--- BEGIN Article ---

The way to do it is to have a conveyor belt with with masses attached to it. Wrap the belt around two axles, one above the other. (Like a normal conveyor belt, but vertical.) If the masses are distributed uniformly along the length of the belt, then the belt is in equilibrium and won't spontaneously start turning.

Now comes the tricky bit. Take your gravity shielding material an plonk (technical term) it one side of the belts, so it is shielding the masses on one side of the belt. As these masses no longer experience the force of gravity, while the masses on the otherside do, then the belt is no longer in balance and the masses on one side fall. (In turn pulling the masses on the other side up.) When a mass reaches the bottom and passes over the "shield, it becomes weightless, while its opposite number now becomes heavy, hence the process continues. Note that this is a genuine "over-unity" engine, as it will continuously produce extractable energy, with no external energy input.

This kind of reasoning would thus tend to preclude a classical "gravity shield." (Or, if you are happy with the idea of "over-unity" generators, then this would be one way to build one. ;) )

This argument would not, however, rule out the possibility of negative gravitational mass. This type of mass would be repelled by normal mass. (If it existed, "like" masses would attract, which is the opposite that is seen with electrostatic charge.) The beauty of this is that the classical field equations that govern gravitational forces would still be "conservative", i.e. energy is conserved and hence they wouldn't lead to the same kind of horrors as the "gravity shield" case. What would be interesting is what would happen to General Relativity, where current formulations assume that gravitational mass and inertial mass are one and the same. :)
 
New Scientist article suggests gravity can be affected by magnetic fields and temperature, via 'hidden dimensions'.

Or not. Other people doubtful.



(NB: there are other Antigrav threads - I'll merge them later, unless another Mod beats me to it!)
 
I just read the Boeing article, and it struck me how similar (ie Identical) this experiment is to one performed in the 40's and 50's by a little known American Inventor, Thomas Townsend Brown. He too charged ceramic disks with millions of volts and noted a slight (0.5/0.75%) reduction in the mass of the crafts, leading to the objects lifting from the floor

Apocrypha abounds, but it is reported that he built larger versions of the disks (10-15' across) and these again lifted and flew, tethered by cables, around an aircraft hangar (or wherever the experiment was held). Unsuprisingly the USAF said thanks very much and proceeded to slap a security blackout on the whole thing, never to be heard of since.

Interestingly enough, a book that i have read about the Philadelphia experiment mentions that TT Brown was also the original owner and founder of Rand International (now Rand industries).

--- END Article ---

## Prompt 1:
In the passage on gravity shielding, copy the part from "Now comes the" to "external energy input.", switching "weightless" to "without weight".

--- BEGIN Material shown ---

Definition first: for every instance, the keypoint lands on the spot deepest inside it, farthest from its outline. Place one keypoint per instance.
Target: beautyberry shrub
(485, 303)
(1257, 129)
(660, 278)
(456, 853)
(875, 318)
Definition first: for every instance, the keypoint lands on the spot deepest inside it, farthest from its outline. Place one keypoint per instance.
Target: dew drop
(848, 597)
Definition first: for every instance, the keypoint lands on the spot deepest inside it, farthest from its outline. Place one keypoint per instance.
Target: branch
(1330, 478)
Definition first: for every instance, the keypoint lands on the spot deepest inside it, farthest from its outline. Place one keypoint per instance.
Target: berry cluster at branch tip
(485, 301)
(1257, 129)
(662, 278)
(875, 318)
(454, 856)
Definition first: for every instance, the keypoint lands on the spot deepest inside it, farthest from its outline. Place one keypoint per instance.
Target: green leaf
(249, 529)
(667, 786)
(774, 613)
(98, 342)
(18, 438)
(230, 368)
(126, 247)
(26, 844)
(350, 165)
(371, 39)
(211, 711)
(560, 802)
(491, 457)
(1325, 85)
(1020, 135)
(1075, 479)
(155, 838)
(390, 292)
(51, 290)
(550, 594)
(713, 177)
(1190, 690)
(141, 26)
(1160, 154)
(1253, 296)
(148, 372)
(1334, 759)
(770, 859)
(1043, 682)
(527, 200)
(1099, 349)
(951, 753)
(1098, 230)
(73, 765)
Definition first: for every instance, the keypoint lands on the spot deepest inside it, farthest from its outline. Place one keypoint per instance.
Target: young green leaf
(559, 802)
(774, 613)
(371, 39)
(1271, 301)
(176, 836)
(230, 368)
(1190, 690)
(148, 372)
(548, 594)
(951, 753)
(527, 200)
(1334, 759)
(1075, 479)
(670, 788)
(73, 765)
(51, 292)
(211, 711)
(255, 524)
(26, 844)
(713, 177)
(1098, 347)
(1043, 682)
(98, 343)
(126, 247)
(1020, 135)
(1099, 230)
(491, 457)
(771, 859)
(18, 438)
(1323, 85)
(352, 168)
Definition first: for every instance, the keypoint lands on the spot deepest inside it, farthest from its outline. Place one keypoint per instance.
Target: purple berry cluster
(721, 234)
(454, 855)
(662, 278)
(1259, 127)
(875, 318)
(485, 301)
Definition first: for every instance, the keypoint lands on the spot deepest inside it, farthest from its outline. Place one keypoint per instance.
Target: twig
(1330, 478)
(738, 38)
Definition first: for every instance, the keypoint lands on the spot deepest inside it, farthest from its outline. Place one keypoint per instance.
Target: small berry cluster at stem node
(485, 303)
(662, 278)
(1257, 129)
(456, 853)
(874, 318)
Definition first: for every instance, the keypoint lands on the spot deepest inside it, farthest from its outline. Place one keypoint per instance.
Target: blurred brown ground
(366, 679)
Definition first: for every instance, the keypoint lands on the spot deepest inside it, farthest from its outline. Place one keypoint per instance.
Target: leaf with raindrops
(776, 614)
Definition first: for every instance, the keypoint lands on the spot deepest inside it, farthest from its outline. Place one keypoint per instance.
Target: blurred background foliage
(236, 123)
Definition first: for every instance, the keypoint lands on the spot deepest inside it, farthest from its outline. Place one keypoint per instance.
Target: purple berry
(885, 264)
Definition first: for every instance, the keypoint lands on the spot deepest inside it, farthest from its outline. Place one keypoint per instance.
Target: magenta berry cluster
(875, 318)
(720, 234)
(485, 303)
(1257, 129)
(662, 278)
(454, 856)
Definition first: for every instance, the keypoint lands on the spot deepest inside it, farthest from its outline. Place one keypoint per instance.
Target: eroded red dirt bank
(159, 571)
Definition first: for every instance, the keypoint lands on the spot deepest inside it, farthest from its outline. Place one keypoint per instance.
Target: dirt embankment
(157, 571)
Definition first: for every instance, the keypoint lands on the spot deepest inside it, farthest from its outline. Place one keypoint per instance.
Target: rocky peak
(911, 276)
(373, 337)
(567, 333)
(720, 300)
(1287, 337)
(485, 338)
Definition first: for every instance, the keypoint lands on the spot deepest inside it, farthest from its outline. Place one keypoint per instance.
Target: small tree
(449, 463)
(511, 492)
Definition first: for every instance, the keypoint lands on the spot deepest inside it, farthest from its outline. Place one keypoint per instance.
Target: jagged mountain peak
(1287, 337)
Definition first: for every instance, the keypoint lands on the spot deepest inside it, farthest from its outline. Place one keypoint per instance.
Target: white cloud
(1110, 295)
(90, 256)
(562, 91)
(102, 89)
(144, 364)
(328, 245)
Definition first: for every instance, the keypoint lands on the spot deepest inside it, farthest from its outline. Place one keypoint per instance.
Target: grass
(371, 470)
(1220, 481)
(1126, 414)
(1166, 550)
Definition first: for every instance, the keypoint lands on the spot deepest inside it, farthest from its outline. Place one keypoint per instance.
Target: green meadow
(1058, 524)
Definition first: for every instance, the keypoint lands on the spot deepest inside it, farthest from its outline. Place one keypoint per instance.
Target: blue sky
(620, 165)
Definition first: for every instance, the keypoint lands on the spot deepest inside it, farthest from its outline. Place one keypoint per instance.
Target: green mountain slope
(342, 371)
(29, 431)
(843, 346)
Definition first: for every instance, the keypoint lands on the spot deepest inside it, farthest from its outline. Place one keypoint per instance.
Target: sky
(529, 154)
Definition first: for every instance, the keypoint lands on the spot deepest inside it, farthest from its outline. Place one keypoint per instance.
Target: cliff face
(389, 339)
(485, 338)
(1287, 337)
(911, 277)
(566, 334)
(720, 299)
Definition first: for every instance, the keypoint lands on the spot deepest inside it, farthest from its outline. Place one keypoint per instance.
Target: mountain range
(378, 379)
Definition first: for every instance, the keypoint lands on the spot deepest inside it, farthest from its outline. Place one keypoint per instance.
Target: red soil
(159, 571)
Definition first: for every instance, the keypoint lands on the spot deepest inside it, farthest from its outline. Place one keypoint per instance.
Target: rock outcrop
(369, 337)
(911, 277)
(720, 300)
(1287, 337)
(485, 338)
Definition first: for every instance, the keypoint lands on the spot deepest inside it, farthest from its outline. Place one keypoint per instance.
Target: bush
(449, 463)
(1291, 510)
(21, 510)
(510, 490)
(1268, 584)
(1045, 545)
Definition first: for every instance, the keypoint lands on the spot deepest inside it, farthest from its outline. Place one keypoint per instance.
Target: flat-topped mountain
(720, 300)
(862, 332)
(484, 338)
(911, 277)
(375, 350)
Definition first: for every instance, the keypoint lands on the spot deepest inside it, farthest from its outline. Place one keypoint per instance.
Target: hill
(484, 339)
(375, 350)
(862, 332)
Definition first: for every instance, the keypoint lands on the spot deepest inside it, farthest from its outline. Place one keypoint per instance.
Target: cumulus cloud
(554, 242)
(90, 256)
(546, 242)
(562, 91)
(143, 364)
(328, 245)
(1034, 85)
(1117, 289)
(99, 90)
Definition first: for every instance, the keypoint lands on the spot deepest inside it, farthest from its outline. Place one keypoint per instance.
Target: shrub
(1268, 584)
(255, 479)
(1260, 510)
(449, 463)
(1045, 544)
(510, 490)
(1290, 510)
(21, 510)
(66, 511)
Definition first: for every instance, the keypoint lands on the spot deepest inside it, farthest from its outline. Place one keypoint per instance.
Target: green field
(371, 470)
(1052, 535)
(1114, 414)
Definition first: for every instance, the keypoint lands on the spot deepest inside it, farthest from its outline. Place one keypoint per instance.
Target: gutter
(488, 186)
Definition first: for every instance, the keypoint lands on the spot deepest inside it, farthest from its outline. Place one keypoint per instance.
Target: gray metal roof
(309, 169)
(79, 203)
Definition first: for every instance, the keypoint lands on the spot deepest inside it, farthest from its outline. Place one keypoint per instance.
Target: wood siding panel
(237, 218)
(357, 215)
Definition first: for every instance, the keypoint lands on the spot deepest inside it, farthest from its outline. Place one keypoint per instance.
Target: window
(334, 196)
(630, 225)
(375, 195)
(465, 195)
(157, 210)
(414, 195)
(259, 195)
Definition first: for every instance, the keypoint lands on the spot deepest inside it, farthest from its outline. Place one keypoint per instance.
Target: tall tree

--- END Material shown ---

## Prompt 2:
List every line of the records that contains the string "leaf", treating uppercase and lowercase as different.

## Finished answer 1:
Now comes the tricky bit. Take your gravity shielding material an plonk (technical term) it one side of the belts, so it is shielding the masses on one side of the belt. As these masses no longer experience the force of gravity, while the masses on the otherside do, then the belt is no longer in balance and the masses on one side fall. (In turn pulling the masses on the other side up.) When a mass reaches the bottom and passes over the "shield, it becomes without weight, while its opposite number now becomes heavy, hence the process continues. Note that this is a genuine "over-unity" engine, as it will continuously produce extractable energy, with no external energy input.

## Finished answer 2:
Target: green leaf
Target: young green leaf
Target: leaf with raindrops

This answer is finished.